**INSTRUCTIONS FOR THE TASK:** Report each line of the listing below that contains the word "Segments".

### DATA PROVIDED

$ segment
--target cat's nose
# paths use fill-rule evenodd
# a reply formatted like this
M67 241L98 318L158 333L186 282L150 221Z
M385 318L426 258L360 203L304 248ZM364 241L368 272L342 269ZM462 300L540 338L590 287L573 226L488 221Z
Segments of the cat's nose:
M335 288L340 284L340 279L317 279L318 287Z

######
### DATA PROVIDED

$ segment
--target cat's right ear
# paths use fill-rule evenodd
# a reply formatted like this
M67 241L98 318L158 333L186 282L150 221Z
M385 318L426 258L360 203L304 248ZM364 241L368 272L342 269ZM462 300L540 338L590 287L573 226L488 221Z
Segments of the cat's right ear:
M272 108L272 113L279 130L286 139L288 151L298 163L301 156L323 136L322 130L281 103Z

######

**RESULT BELOW:**
Segments of the cat's nose:
Segments of the cat's right ear:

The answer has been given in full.